### Assignment
All of the data below should be output exactly as given.

.....

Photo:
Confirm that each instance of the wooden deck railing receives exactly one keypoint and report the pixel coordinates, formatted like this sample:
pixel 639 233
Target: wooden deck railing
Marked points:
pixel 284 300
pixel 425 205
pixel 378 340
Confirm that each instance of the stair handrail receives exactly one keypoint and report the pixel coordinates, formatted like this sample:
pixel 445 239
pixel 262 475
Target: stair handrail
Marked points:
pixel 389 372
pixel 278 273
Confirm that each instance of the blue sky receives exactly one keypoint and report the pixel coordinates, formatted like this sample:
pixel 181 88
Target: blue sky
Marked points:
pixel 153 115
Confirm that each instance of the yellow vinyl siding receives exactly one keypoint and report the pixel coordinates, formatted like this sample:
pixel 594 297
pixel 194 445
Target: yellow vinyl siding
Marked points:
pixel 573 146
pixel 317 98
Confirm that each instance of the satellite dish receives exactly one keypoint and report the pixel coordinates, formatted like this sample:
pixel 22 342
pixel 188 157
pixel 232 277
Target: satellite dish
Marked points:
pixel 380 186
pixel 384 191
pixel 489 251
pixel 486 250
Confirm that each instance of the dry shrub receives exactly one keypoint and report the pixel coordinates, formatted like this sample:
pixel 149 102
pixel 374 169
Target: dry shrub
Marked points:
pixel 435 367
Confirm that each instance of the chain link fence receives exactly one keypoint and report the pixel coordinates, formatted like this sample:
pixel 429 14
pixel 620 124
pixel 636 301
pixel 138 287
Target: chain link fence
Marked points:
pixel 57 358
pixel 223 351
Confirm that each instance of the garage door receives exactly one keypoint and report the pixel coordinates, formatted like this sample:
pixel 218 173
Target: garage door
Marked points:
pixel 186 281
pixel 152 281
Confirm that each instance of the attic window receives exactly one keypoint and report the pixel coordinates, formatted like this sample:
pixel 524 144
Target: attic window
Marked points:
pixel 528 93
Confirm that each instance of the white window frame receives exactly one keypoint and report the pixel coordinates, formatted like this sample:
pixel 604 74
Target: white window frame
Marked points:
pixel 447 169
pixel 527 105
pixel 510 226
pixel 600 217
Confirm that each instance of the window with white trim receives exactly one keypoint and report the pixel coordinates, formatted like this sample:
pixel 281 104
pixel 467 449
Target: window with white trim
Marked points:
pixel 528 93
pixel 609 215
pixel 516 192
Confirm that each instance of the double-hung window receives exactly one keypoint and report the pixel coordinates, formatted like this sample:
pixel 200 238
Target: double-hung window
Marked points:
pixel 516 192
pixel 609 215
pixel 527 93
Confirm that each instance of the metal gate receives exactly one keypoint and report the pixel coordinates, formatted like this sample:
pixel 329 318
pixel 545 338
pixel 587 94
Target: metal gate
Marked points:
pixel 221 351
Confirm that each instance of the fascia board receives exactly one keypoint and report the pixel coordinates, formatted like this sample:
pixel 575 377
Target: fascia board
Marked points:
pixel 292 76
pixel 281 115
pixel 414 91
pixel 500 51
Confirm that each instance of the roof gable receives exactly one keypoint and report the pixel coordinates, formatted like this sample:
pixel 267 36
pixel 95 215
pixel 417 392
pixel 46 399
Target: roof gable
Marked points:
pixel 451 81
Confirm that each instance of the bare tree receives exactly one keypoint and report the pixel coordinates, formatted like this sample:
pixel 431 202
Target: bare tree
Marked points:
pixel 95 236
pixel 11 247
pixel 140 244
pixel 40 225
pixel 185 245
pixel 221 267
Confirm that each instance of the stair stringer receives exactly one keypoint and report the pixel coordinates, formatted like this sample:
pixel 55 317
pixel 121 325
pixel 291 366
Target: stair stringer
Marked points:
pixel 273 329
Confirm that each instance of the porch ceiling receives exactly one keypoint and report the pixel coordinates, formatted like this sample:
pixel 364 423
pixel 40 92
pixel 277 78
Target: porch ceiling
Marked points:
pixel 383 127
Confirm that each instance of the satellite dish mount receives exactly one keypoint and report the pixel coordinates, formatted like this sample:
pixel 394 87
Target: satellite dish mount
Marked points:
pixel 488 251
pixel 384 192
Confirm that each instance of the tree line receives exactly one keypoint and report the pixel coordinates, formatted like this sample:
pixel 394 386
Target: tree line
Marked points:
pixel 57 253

.....

### Output for this exercise
Photo:
Confirm that each instance of the wooden deck railing receives exactly one keypoint and report the pixel coordinates, formatted like this sample:
pixel 639 233
Target: wooden deck railing
Marked points:
pixel 284 300
pixel 425 205
pixel 378 340
Confirm that each instance of the stair handrail receives exactly one keypoint and report the pixel coordinates, formatted like this sample:
pixel 445 239
pixel 262 475
Target: stair handrail
Marked points:
pixel 389 372
pixel 278 273
Confirm that each instance of the blue sky receives exactly one keypoint and report the pixel coordinates, formatted like this sample:
pixel 181 88
Target: blue sky
Marked points:
pixel 153 115
Confirm that each instance of the yellow vinyl siding receives exactly one keypoint and report the pixel coordinates, formatted like this sample:
pixel 594 297
pixel 194 445
Target: yellow vinyl siding
Marked points:
pixel 573 146
pixel 317 98
Confirm that each instance of the satellite dish receives exactly one keypoint and report the pixel coordinates, formatted like this sample:
pixel 22 342
pixel 188 157
pixel 232 277
Target: satellite dish
Marked points:
pixel 380 186
pixel 384 191
pixel 489 251
pixel 486 250
Confirm that each instance of the dry shrub receives exactly one keypoint and report the pixel coordinates, formatted like this sample:
pixel 149 102
pixel 374 169
Target: dry shrub
Marked points:
pixel 435 367
Confirm that each instance of the chain link fence receives exactly one keypoint and report the pixel coordinates, formatted like this sample:
pixel 429 14
pixel 620 124
pixel 636 301
pixel 138 287
Target: chain link fence
Marked points:
pixel 57 358
pixel 223 351
Confirm that each instance of the garage door receives exactly one keypoint and report the pixel coordinates, formatted like this sample:
pixel 218 173
Target: garage door
Marked points:
pixel 186 281
pixel 152 281
Confirm that each instance of the attic window receives exactly one keypoint and report the pixel coordinates, formatted like this sample:
pixel 524 144
Target: attic window
Marked points:
pixel 528 93
Confirm that each instance of the white window frame receives exactly one keypoint and report the pixel coordinates, formatted like this sample:
pixel 604 74
Target: white window frame
Marked points:
pixel 447 169
pixel 527 105
pixel 510 226
pixel 600 217
Confirm that each instance of the window with white trim receives exactly one keypoint and report the pixel coordinates, formatted like this sample:
pixel 281 104
pixel 467 449
Target: window with white trim
Marked points:
pixel 528 93
pixel 609 215
pixel 516 192
Confirm that each instance of the double-hung window receives exactly one keypoint and report the pixel coordinates, formatted like this sample:
pixel 200 238
Target: double-hung window
Marked points:
pixel 516 192
pixel 609 215
pixel 527 93
Confirm that each instance of the metal gate receives exactly one keypoint and report the pixel coordinates, formatted like this sample:
pixel 329 318
pixel 545 338
pixel 587 94
Target: metal gate
Marked points:
pixel 221 351
Confirm that each instance of the fascia board receives exactly one keypoint and report the pixel coordinates, formatted like this sample:
pixel 575 377
Target: fascia board
Marked points:
pixel 292 76
pixel 281 115
pixel 414 91
pixel 500 51
Confirm that each instance of the roof gable receives exactly one keypoint and report the pixel coordinates, formatted like this sample:
pixel 267 36
pixel 95 215
pixel 417 392
pixel 46 399
Target: roof gable
Marked points:
pixel 451 81
Confirm that each instance of the bare tree receives exactly one keypoint and report the pixel coordinates, formatted like this sample:
pixel 431 202
Target: bare tree
Marked points:
pixel 95 236
pixel 11 247
pixel 140 244
pixel 40 225
pixel 185 245
pixel 221 267
Confirm that each instance of the stair stringer receives exactly one keypoint and report the pixel coordinates, formatted like this sample:
pixel 55 317
pixel 121 325
pixel 291 366
Target: stair stringer
Marked points:
pixel 273 329
Confirm that each instance of the porch ceiling receives exactly one keypoint and report the pixel coordinates, formatted like this sample:
pixel 364 423
pixel 40 92
pixel 277 78
Target: porch ceiling
Marked points:
pixel 383 127
Confirm that each instance of the satellite dish mount receives exactly one keypoint and report the pixel coordinates, formatted like this sample:
pixel 394 87
Target: satellite dish mount
Marked points:
pixel 488 251
pixel 384 192
Confirm that each instance of the tree line receives exactly one keypoint and report the pixel coordinates, formatted like this sample:
pixel 394 386
Target: tree line
Marked points:
pixel 57 253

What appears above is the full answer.